» **短い練習 1**: 風合いについての文章に出てくる、新聞や本のような読み物の種類を表す言葉を、すべて書き出してください。
» **短い練習 2**: 風合いについての文章を、止まっているところから書き継いでください。

» **文章の抜粋**:
<<<<
心地好い感触

“風合い”、という言葉にどんなことを思う?

わたし、何気なく感じてましたがこれ、表現しろといわれると。。。。

この前、新聞のコラムである装幀家のかたがこの“風合い”をめぐっての編集さんとのやりとりを書かれてまして。
本を創り上げる過程で必ず行われる打ち合わせではあるでしょうから、きちんとやることを考えると細かい確認も必要。そうしたことだったのでしょうけど。
・・・ただ、この“風合い”・・・辞書的に(?)くっきり割り切れる観念というか概念というか、それらがうまく伝えにくいところでして。たしかに辞書引けばそれらしいことは(新聞の文面引用しようかと思ったけど、思考が固定されぬようやめた・・・たぶん、辞書によって微妙に言い回しちがうんじゃないかな。気になるかたは調べてみてください)書いてあると考えられますが、解釈ってとどのつまり、それぞれの感覚としか言いようがないのでは??
>>>>
» **データ一覧**:
<<<<
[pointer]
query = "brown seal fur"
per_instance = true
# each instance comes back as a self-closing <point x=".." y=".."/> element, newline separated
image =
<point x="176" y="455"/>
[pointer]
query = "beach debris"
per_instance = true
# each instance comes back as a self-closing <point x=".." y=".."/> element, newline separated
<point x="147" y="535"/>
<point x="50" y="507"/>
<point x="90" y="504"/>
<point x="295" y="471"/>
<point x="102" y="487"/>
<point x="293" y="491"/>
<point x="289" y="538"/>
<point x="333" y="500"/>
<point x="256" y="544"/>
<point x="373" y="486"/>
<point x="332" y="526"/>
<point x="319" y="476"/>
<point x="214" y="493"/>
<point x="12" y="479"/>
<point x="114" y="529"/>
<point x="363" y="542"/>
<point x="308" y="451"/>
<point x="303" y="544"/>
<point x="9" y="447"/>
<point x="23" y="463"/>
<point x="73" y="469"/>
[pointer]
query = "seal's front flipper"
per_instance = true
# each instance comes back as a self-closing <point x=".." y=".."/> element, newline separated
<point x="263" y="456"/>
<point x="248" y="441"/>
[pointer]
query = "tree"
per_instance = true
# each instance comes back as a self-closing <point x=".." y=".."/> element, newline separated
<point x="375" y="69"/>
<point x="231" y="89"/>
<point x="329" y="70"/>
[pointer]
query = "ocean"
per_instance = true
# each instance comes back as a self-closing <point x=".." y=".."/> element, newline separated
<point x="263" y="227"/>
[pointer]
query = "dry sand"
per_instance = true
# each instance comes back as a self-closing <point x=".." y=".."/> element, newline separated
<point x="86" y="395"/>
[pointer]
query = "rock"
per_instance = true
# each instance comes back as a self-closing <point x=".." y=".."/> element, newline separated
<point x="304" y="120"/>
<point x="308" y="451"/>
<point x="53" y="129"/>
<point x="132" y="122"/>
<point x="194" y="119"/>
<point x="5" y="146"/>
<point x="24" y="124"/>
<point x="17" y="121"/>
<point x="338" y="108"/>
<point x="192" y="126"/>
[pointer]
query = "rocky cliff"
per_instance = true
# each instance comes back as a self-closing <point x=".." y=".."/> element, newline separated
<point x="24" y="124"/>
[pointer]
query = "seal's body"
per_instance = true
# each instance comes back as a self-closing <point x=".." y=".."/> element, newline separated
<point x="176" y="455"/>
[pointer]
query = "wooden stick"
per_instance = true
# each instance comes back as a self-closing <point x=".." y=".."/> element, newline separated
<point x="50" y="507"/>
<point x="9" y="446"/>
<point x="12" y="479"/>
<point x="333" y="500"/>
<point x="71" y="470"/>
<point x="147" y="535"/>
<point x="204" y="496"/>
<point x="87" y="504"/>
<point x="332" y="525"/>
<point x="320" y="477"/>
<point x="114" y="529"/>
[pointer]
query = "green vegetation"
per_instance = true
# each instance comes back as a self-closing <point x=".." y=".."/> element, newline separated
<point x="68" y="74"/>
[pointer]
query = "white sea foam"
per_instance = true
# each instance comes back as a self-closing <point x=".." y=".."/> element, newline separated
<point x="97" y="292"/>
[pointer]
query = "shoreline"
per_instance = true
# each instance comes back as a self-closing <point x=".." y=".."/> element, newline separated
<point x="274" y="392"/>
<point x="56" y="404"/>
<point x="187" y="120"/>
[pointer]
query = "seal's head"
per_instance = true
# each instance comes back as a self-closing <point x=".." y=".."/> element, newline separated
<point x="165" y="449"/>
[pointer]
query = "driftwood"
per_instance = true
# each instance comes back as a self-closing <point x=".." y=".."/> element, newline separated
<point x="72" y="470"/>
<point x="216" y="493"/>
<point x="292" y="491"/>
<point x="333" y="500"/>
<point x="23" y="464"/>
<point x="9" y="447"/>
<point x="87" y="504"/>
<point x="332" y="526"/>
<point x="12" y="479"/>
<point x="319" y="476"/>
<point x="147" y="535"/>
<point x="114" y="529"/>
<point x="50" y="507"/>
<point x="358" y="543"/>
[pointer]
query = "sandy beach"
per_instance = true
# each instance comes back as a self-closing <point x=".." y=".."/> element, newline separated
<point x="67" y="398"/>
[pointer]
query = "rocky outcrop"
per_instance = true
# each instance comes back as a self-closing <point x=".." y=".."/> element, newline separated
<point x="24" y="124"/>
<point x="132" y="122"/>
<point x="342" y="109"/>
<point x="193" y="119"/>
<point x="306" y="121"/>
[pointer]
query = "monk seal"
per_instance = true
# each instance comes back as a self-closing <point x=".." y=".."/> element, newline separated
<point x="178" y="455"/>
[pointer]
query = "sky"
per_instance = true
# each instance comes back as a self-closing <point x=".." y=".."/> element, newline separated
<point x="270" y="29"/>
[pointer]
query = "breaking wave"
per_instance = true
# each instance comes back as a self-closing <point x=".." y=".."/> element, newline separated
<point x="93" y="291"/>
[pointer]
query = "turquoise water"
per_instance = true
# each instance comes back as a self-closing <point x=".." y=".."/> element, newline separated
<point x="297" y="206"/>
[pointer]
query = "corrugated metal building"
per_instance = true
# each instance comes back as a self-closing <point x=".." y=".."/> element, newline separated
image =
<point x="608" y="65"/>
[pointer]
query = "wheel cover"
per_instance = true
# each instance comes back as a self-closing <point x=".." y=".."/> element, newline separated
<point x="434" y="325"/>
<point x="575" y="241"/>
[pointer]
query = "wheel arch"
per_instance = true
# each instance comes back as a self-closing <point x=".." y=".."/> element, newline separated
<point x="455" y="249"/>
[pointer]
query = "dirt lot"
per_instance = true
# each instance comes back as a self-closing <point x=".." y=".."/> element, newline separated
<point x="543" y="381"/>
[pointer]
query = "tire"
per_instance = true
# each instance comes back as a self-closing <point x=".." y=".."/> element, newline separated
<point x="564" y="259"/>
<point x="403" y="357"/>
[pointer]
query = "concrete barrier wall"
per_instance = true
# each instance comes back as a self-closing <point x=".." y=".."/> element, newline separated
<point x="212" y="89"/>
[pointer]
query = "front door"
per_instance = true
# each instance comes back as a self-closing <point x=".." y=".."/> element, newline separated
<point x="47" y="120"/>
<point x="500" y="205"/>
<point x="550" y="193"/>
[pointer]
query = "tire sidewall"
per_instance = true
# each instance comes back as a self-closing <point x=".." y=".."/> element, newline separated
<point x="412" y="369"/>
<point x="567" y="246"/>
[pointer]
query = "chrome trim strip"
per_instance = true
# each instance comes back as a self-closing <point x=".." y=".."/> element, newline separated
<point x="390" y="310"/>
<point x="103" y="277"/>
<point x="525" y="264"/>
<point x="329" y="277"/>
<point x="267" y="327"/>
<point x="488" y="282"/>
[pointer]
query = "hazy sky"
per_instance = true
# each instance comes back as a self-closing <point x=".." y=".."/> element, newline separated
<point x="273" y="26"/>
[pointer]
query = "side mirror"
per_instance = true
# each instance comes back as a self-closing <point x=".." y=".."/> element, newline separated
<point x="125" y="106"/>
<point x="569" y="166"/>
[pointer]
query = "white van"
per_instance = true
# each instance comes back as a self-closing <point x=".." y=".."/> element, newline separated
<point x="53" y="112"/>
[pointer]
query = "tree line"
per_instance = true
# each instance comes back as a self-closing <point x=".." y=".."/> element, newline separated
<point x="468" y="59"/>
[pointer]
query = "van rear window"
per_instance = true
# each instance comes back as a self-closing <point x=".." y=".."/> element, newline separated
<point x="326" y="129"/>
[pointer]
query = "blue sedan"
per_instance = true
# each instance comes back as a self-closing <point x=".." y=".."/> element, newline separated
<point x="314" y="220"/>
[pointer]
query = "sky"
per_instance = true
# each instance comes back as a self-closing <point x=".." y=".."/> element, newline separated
>>>>
» **解答 1**: 新聞、コラム、本、辞書

» **解答 2**:
あくまでも「こういう感じ」くらいにしか言語的にはあらわせない。要は環境や経験によってとらえどころが異なっているものだと。

想像してみよう。
“色合い”についても同じことがあてはまらないか?

色彩は染色の世界やファッション・インテリアがらみで規格はある。
でも、ふだんはそんなに細かい部分にまで考えが及ばない。
たとえば赤系が好き、青系が落ち着く、イエローやグリーンが似合う・・・そうした大雑把なところで選ぶだろう。しかしながら、厳密にはピンクは赤につながるし、紫は青にからむ、オレンジはイエローに通じる。細密にみていくと実に雑多な色があることになる。

大別すると、自然色(天然色)か人工色かといった感じかな・・・?

色が人の精神や感情に与える作用もさまざまなものがある。
これもやはり、個人の性質や育った環境、体験や価値観で大きな変化をもたらすだろう。

わたしの本が制作されているときも、紙のことについて話がされていた。
効率の面その他の利点を考えると、軽量化だったりインクがなじむかどうかだったりは気になるところだろう。余計なことはしなくていい、と思うのも理解できない訳じゃない。
だけど・・・活字について、装幀について、その道の職人が存在するのである。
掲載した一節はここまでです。